You raise an interesting point on the amount of time blogging takes. People who sell blogging as a cheap solution are doing it a disservice. Blogging does take time but, I fundamentally believe that the benefits of blogging far outweigh the (mainly opportunity) costs.
I take your point tom, it’s a might be though and wel lworth making a stab at defining the costs.
[…] Haydn was at the conference too and blogged about Marc Canter and Jeff Nolan. Read his post because he has something interesting to say about the cost of blogging. I remember him scribbling furiously throughout while I grappled with iPhoto and uploaded images to my blog! (Nice to meet you finally Haydn!) […]
Haydn,
Its a very valid point. As I see it, using a blog for marketing or as a business communications tool means that it needs to be done well and the message has to be sensitive to your organisation and to your customers. That takes time and therefore cost and it has to produce a result.
I’m at too early a stage to judge how effective blogging will be to my business but so far I’ve found that it generates an underlying buzz that can’t be achieved any other way.
I think you have to fence blogging. That means you have to box in the amount of time you allocate to reading newsfeeds as well as responding with your own comments and your own posts.
I find it difficult to engage–really engage–with the spirit and flow of mainstream bloggers if I spend less than two hours a day swimming in the world live web. But there are weeks that I can walk away from it all and not miss the flow. It’s all in the way you manage your flow.

◆ Exercises ◆
1 - In the blog comments on the cost of blogging, how much daily time does one commenter say they need in the world live web to really engage with mainstream bloggers?
2 - Please pull out the passage of the blog comments on the cost of blogging from "You raise an" up to and including "defining the costs.", word for word.
3 - Extend the blog comments on the cost of blogging, picking up right after their final sentence.
The entries are separate material, unconnected to the blog comments.

◆ Material provided ◆
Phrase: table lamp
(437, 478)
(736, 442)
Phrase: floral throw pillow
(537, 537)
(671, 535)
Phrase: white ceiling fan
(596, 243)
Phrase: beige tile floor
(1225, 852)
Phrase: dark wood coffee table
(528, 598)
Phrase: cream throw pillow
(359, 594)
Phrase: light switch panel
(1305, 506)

---

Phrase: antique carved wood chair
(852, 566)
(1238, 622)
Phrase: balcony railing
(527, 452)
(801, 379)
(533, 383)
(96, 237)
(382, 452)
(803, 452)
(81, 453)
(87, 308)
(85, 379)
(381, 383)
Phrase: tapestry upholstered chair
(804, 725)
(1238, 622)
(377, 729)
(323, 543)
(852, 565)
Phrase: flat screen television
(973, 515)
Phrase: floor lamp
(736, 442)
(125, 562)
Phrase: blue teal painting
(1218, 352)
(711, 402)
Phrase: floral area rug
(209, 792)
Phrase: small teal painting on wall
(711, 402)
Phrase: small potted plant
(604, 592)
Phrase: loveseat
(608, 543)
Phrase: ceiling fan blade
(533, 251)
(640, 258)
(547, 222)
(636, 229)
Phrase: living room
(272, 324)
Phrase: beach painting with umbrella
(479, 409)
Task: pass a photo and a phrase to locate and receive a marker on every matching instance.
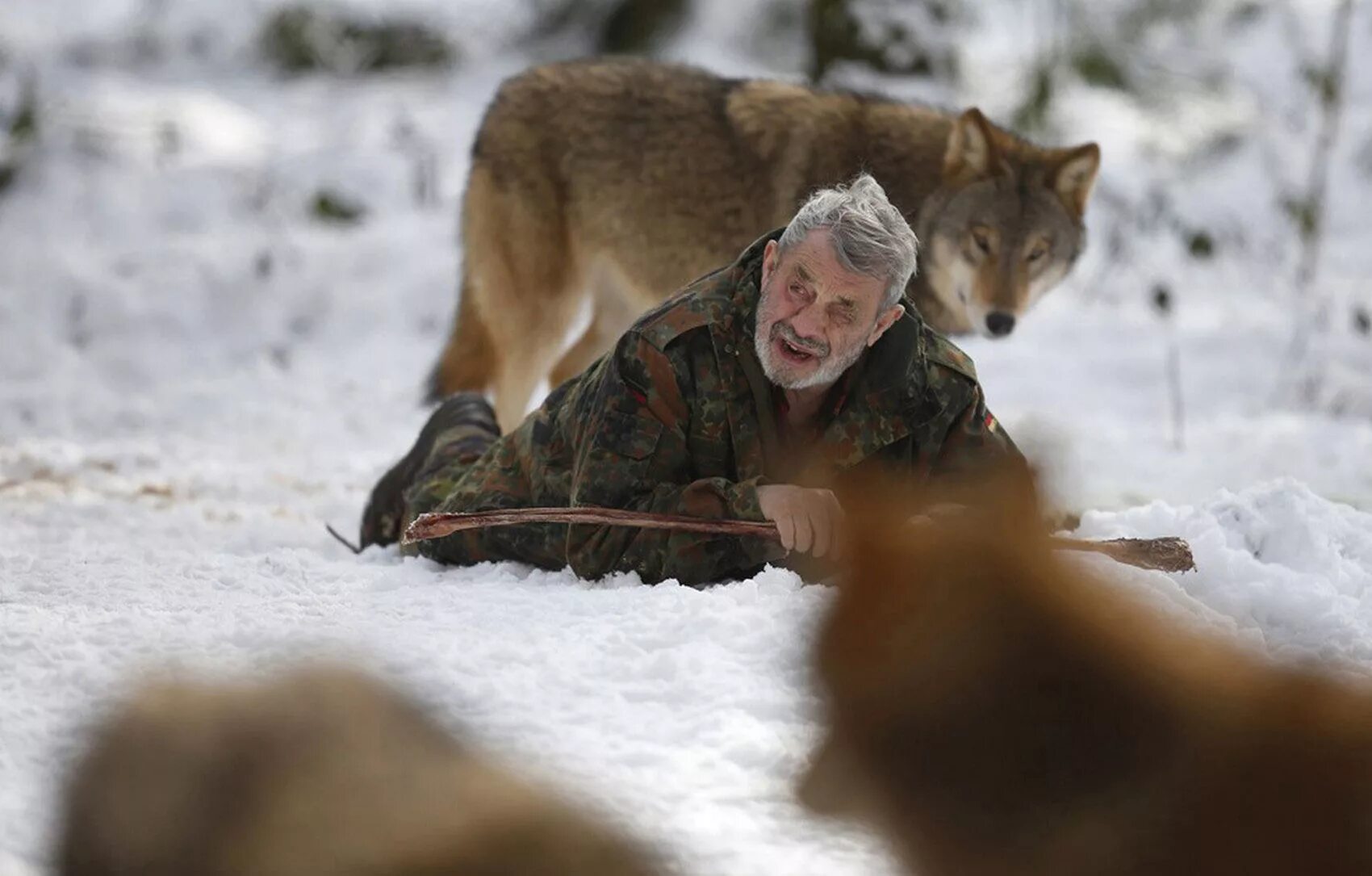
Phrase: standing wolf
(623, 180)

* * *

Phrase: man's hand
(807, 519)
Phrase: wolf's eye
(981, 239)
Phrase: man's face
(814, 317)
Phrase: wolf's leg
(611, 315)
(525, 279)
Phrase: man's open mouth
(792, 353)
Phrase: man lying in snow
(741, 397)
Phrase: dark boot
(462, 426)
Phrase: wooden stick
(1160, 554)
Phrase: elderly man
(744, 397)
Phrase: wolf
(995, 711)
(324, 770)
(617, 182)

◆ Answers for the exercise ◆
1 - At least two hours a day.

2 -
You raise an interesting point on the amount of time blogging takes. People who sell blogging as a cheap solution are doing it a disservice. Blogging does take time but, I fundamentally believe that the benefits of blogging far outweigh the (mainly opportunity) costs.
I take your point tom, it’s a might be though and wel lworth making a stab at defining the costs.

3 -
However, if you’re getting a net energy drain from blogging or from reading blogs, you have to back off the whole medium or seriously evaluate the spaces you’re viewing. I trim and refocus my reading based on mood and need. I pull my stuff largely through aggregators, not from actually visiting sites.
What I read on a Monday is radically different from the blog flow I get on a Friday. And you won’t catch me refreshing a someone’s blog page just to make sure I didn’t miss anything a few hours before.
Anyway, my time here is up. Time for more tiling.
Bernie,
I hope you’ve copyrighted the phrase, “net energy drain”. That was almost worth getting out of bed for today!
I’m still at the stage where I need a regular blogging fix but, if time is really tight, I’ll always at least do a daily check on twentymajor. Just to make sure the world is still spinning.